--- begin ---

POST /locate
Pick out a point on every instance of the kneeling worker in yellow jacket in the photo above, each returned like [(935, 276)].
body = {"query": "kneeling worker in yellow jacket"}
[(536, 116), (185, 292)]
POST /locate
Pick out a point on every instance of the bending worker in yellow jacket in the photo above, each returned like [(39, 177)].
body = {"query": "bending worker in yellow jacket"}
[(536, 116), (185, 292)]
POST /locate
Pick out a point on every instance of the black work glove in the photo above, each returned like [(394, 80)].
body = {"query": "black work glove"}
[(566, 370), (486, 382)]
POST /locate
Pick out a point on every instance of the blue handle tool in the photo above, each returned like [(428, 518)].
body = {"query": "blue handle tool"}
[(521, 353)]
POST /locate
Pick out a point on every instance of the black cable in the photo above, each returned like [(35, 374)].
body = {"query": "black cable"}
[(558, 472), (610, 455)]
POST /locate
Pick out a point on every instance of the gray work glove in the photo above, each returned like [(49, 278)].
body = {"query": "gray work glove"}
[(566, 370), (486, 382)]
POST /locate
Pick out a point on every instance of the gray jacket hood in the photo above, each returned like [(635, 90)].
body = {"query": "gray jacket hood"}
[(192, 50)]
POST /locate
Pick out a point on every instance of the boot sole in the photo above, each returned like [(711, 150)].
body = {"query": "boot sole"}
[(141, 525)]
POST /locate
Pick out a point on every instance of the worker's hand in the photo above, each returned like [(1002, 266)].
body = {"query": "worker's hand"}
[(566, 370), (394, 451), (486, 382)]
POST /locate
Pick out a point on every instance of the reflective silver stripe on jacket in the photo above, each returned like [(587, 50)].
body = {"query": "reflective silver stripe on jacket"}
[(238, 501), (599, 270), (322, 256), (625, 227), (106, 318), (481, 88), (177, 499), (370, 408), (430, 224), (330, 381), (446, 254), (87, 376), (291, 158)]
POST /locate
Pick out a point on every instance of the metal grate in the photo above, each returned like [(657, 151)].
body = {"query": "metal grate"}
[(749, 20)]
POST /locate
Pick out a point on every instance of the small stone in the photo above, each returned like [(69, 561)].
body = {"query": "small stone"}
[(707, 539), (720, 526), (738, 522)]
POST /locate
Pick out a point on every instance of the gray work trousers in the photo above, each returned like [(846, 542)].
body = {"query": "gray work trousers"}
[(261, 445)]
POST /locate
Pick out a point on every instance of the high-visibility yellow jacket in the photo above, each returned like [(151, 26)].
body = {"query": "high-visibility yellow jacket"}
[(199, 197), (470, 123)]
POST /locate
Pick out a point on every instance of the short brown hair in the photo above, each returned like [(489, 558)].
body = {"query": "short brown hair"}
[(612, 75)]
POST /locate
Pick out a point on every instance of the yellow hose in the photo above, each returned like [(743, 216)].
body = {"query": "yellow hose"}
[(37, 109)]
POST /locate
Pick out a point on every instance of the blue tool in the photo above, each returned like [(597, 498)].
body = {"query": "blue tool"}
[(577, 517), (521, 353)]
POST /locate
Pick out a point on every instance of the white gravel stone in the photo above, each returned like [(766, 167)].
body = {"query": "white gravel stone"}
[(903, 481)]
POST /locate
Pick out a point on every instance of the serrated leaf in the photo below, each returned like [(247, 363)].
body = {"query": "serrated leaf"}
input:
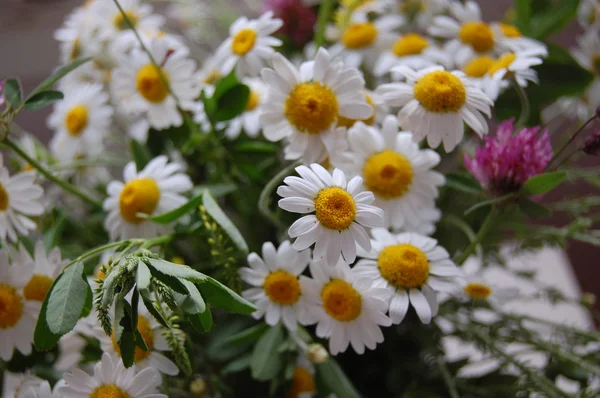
[(266, 361), (213, 209)]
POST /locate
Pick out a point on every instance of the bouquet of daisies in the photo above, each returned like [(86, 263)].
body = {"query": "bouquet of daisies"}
[(307, 208)]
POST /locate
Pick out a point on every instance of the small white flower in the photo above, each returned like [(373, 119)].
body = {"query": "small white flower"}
[(140, 89), (436, 103), (277, 293), (81, 121), (398, 173), (20, 198), (249, 44), (345, 307), (112, 379), (342, 212), (154, 190), (304, 105), (412, 268)]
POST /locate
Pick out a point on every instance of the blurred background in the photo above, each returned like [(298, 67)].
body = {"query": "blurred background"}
[(28, 50)]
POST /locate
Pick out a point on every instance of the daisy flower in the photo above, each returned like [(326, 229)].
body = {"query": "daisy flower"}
[(304, 105), (277, 292), (345, 307), (139, 87), (112, 379), (436, 103), (81, 120), (411, 268), (249, 120), (154, 190), (249, 44), (398, 173), (18, 316), (20, 198), (342, 212)]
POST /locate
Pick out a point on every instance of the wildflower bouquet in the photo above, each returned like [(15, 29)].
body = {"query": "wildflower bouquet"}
[(309, 210)]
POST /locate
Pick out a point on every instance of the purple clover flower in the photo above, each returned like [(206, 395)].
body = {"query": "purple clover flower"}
[(506, 161)]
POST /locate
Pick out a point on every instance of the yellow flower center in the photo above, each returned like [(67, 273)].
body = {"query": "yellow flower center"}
[(502, 63), (359, 35), (76, 120), (335, 208), (138, 196), (147, 334), (311, 107), (11, 306), (388, 174), (150, 85), (37, 287), (243, 41), (302, 382), (478, 66), (478, 291), (120, 22), (478, 35), (341, 301), (410, 44), (4, 201), (282, 287), (510, 30), (403, 265), (253, 101), (109, 391), (346, 122), (440, 92)]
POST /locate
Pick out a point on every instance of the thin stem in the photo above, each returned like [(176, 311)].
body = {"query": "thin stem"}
[(63, 184)]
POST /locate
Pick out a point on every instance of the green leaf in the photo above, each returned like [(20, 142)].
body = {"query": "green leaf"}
[(336, 380), (543, 183), (213, 209), (266, 361), (67, 300), (43, 99), (56, 76), (13, 92)]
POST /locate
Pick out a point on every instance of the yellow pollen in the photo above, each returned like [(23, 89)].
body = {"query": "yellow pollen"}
[(410, 44), (253, 101), (76, 120), (359, 35), (440, 92), (478, 66), (120, 22), (346, 122), (478, 35), (510, 30), (243, 41), (341, 301), (11, 306), (388, 174), (302, 382), (150, 85), (282, 287), (147, 334), (403, 265), (109, 391), (37, 287), (335, 208), (4, 200), (502, 63), (478, 291), (311, 107), (138, 196)]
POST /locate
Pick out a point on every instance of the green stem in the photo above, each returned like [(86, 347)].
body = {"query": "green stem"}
[(481, 234), (63, 184), (324, 15)]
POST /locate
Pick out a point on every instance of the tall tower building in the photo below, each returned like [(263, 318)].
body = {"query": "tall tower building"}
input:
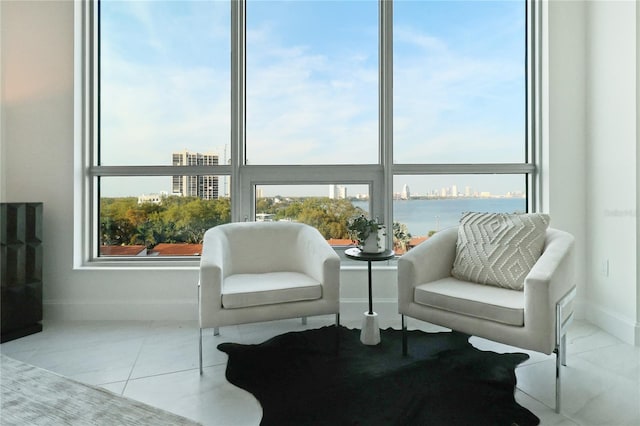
[(205, 186)]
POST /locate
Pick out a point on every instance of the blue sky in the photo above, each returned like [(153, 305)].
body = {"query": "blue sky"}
[(312, 83)]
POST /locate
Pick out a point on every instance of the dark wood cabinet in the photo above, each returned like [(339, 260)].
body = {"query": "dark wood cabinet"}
[(21, 269)]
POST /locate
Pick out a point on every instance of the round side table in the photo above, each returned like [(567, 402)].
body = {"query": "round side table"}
[(370, 333)]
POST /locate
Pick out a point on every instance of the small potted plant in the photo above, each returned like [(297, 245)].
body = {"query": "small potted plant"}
[(367, 234)]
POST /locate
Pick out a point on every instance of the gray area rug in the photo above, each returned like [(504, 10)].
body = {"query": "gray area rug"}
[(33, 396)]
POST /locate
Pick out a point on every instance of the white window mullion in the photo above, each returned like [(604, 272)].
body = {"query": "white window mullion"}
[(385, 194), (238, 109)]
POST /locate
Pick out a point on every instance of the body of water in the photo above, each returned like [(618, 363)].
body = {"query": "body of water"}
[(422, 216)]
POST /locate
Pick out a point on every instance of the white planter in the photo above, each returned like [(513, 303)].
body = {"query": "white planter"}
[(375, 243)]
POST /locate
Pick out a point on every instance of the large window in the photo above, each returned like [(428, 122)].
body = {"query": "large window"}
[(202, 112)]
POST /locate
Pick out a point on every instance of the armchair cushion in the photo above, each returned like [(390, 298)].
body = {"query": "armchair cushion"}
[(244, 290), (499, 249), (470, 299)]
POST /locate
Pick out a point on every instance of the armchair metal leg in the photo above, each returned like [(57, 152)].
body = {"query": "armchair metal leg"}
[(562, 324), (337, 333), (404, 336), (563, 350), (200, 350)]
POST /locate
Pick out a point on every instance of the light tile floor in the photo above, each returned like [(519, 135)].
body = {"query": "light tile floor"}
[(157, 362)]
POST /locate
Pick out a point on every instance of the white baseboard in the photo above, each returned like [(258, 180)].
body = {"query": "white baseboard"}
[(624, 329), (178, 310)]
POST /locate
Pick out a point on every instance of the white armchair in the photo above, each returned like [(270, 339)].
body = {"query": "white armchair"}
[(262, 271), (534, 318)]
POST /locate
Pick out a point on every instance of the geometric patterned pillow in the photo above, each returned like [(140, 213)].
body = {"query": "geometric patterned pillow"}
[(499, 249)]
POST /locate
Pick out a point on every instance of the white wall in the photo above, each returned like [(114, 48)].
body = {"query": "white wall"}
[(37, 132), (564, 120), (612, 178)]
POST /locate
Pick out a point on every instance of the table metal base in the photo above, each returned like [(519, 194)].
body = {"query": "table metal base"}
[(370, 333)]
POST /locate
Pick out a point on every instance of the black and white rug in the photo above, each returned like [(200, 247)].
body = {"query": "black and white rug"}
[(300, 379), (33, 396)]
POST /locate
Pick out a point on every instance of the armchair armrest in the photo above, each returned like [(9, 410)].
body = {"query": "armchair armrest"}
[(319, 260), (430, 261), (212, 266), (550, 279)]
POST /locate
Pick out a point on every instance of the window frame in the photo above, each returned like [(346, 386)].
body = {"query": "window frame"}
[(244, 177)]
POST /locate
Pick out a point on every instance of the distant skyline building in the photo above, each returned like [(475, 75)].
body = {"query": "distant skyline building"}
[(202, 186), (338, 192), (406, 193)]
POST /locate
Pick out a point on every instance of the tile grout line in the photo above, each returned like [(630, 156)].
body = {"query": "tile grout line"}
[(135, 361)]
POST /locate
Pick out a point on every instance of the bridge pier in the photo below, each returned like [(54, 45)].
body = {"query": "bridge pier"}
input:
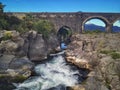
[(109, 27)]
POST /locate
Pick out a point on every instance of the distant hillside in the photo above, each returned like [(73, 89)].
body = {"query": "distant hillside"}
[(101, 28)]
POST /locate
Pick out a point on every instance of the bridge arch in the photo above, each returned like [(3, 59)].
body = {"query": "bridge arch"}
[(64, 34), (96, 17), (116, 20), (114, 24)]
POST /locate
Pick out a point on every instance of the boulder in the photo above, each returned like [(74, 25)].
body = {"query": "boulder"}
[(37, 49), (5, 60), (20, 66)]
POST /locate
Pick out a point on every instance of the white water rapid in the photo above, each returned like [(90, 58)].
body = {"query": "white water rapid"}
[(54, 74)]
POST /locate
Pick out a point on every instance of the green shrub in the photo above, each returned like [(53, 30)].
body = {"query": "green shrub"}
[(112, 53), (44, 27), (115, 55), (7, 35), (92, 31)]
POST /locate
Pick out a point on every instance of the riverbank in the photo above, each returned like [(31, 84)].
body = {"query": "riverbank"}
[(101, 54)]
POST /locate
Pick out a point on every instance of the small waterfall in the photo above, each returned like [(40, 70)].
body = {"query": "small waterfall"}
[(54, 74)]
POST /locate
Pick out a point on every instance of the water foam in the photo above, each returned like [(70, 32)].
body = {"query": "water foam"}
[(51, 74)]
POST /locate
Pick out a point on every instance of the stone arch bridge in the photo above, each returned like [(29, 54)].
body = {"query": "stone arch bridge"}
[(75, 20)]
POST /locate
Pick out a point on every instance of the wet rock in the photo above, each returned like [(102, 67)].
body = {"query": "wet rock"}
[(37, 49), (5, 60), (20, 66)]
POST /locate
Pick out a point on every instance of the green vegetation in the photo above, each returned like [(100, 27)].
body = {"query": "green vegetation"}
[(112, 53), (92, 31), (44, 27), (25, 24), (7, 35)]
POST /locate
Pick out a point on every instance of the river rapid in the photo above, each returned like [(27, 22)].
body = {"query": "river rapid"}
[(53, 74)]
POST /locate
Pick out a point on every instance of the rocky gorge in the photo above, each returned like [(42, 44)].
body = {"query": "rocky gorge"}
[(99, 53)]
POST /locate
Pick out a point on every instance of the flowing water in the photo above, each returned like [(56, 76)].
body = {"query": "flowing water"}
[(53, 74)]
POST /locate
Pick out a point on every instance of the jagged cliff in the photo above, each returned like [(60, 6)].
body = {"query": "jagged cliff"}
[(101, 54)]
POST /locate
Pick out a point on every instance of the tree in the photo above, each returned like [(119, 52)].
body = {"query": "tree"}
[(2, 8)]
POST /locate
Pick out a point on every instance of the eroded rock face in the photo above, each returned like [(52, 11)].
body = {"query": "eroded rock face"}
[(37, 49), (12, 68), (85, 49)]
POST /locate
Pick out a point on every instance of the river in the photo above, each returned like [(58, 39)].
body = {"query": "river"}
[(53, 74)]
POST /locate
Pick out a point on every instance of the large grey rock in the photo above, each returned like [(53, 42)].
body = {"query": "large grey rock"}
[(4, 61), (37, 49), (20, 66)]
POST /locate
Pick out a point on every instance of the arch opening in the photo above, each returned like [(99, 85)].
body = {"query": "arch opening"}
[(116, 26), (64, 34), (95, 24), (99, 20)]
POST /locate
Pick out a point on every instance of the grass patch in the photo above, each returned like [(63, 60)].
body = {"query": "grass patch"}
[(92, 31), (112, 53)]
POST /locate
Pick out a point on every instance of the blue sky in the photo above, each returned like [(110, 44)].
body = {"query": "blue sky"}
[(63, 6)]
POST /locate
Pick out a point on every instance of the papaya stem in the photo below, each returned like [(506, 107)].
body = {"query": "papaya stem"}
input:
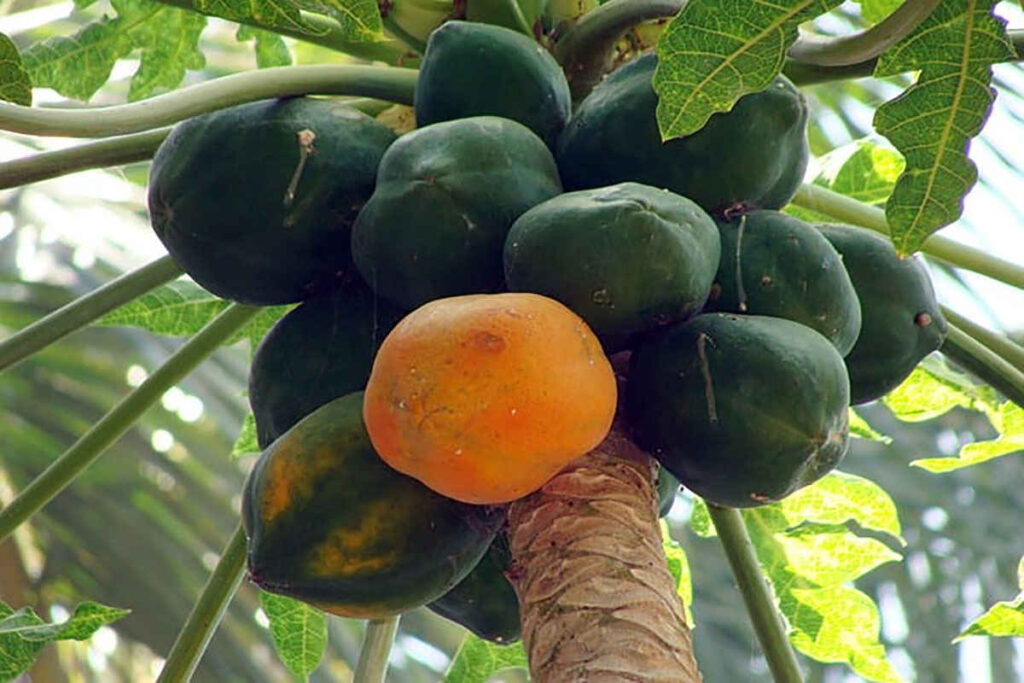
[(862, 45), (85, 309), (848, 210), (983, 361), (760, 605), (207, 612), (388, 83), (372, 666), (82, 454)]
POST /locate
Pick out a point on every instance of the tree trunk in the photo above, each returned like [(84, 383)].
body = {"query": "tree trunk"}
[(596, 597)]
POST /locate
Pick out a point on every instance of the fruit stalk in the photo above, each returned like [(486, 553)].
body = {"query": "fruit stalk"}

--- end ---

Problem details
Please count the lines in the entries above that contain the word "boulder" and reply with only that number.

Result of the task
2